## BEGIN Passage provided

I've been off for 4 weeks and I'll be off for another 4 weeks

It's been quite hard but I've managed to train, feel like I've lost a little mass

Bloods showed very slight raise in LDL cholesterol but considering that I'd been taking gear constant for so long, my prep guys said I must have the liver and kidneys of a rhino, lol


----------



## cas (Jan 9, 2011)

yannyboy said:


> I've been off for 4 weeks and I'll be off for another 4 weeks
> 
> It's been quite hard but I've managed to train, feel like I've lost a little mass
> 
> Bloods showed very slight raise in LDL cholesterol but considering that I'd been taking gear constant for so long, my prep guys said I must have the liver and kidneys of a rhino, lol


epic!

cant nolva help with LDL? im sure i have heard something about this? well you look in pretty good nick considering your nearly twice my age it p1sses me off you have a better body than me  LOL


----------



## yannyboy (Jun 20, 2009)

Cheers mate, you've got plenty more years ahead of you, I wish I'd started a while back, only started 3 years ago but it's been full on


----------



## cas (Jan 9, 2011)

well if my family history is anything to go by fella then i dont have that long to get up to size 

so have you been constantly bulking since starting gear, or have you thrown a few cutting phases in there? i ask because you look fairly big, and lean at the same time


----------



## yannyboy (Jun 20, 2009)

No, I've bulked most of the time but since Xmas I ran the tren with a little test and cut the calories and stepped up the cardio to shed about 20lbs

Since I've come off the gear, I've started to increase calories slightly


----------



## greekgod (Sep 6, 2009)

## END Passage provided
## BEGIN Items

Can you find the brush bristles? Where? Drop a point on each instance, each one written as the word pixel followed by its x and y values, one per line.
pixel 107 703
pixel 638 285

## END Items
## BEGIN Items

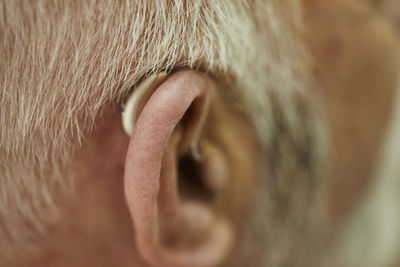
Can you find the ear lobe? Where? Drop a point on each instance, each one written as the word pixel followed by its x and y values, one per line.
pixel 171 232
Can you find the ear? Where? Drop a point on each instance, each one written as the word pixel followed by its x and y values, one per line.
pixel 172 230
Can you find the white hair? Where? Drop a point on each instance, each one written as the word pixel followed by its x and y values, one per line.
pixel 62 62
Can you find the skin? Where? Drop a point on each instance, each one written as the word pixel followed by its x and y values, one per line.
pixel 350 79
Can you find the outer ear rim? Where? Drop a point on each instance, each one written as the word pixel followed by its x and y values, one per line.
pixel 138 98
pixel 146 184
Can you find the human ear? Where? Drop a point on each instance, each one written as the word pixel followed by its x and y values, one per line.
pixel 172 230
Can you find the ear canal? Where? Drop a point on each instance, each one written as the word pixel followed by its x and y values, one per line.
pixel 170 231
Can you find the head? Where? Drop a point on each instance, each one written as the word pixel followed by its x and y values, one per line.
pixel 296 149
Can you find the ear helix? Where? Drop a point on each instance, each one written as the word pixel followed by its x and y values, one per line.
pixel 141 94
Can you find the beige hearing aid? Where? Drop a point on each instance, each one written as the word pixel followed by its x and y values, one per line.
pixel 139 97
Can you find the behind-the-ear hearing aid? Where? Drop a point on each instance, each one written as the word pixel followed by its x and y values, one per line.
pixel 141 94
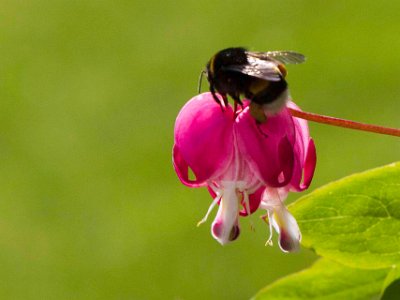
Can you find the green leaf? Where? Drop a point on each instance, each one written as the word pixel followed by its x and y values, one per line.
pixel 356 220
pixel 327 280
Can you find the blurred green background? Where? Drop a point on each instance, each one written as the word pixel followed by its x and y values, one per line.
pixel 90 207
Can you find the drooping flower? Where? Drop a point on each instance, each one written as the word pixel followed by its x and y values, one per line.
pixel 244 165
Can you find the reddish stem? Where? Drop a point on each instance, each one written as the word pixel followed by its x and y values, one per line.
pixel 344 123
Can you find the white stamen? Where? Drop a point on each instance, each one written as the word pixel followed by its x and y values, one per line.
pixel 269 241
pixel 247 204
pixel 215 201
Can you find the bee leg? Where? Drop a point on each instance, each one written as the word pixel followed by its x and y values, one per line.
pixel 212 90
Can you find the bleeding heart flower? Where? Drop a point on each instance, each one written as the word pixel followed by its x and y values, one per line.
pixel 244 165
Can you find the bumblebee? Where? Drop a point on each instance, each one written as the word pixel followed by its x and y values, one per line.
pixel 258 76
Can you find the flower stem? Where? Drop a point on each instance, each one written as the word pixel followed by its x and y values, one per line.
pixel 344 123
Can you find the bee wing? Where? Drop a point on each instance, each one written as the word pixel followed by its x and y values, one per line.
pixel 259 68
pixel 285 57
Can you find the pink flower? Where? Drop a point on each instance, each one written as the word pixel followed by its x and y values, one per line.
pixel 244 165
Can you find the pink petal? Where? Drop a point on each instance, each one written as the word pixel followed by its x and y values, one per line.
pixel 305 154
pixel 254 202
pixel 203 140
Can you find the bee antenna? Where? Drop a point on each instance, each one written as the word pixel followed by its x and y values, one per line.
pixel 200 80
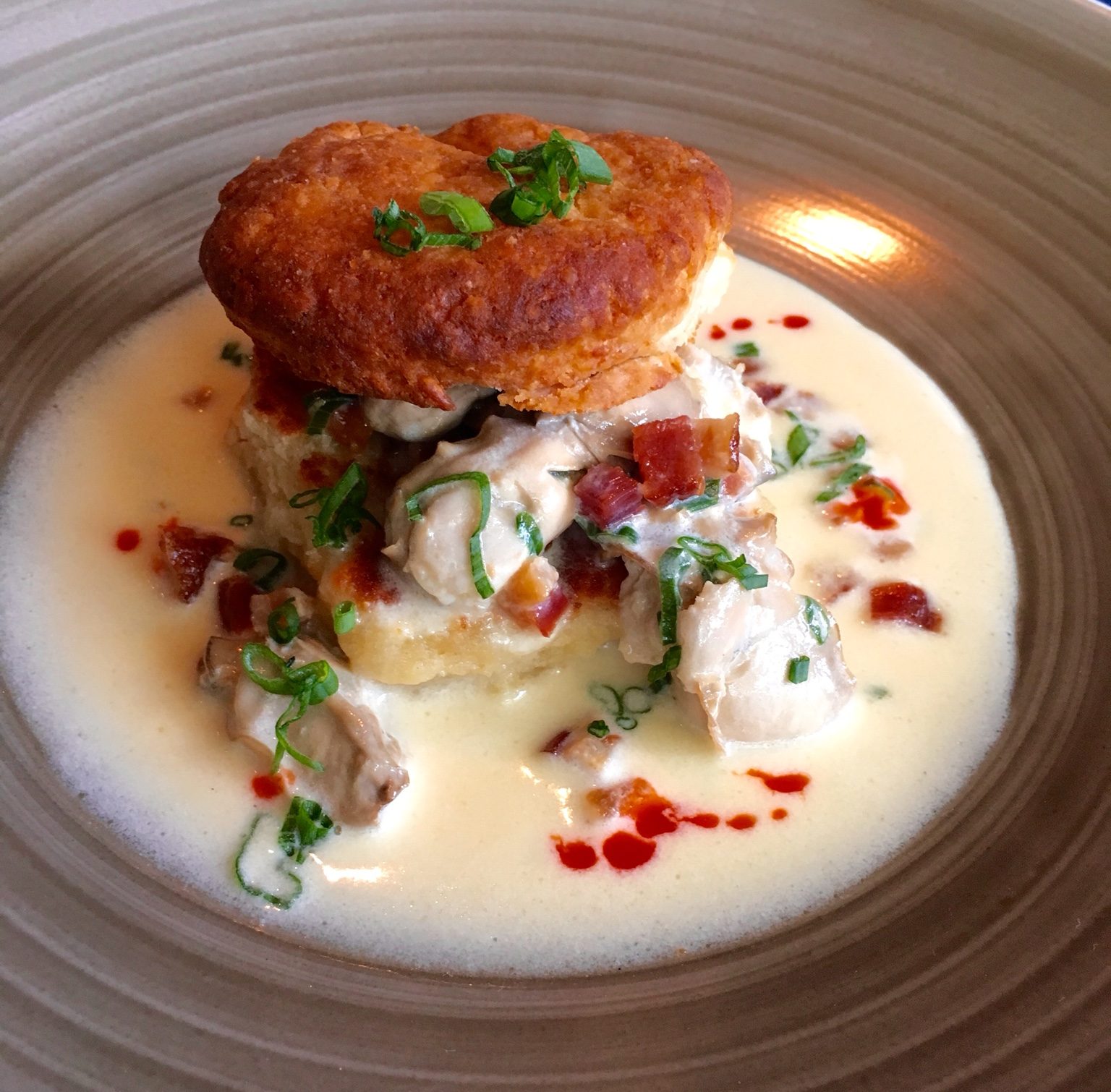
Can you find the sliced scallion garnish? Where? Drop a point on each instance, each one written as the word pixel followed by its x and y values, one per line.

## END Items

Tasks:
a. Answer these questions from the forum thread:
(i) For how many weeks in total does yannyboy say he will be off?
(ii) How many years ago did yannyboy start?
(iii) About how many pounds did yannyboy aim to shed after Xmas?
b. Print the part of the forum thread that begins at the words "No, I've bulked" and stops after the words "(Sep 6, 2009)".

Solutions by task:
a.
(i) Eight weeks: four weeks so far and another four to come.
(ii) Three years ago.
(iii) About 20 lbs.

b.
No, I've bulked most of the time but since Xmas I ran the tren with a little test and cut the calories and stepped up the cardio to shed about 20lbs

Since I've come off the gear, I've started to increase calories slightly


----------



## greekgod (Sep 6, 2009)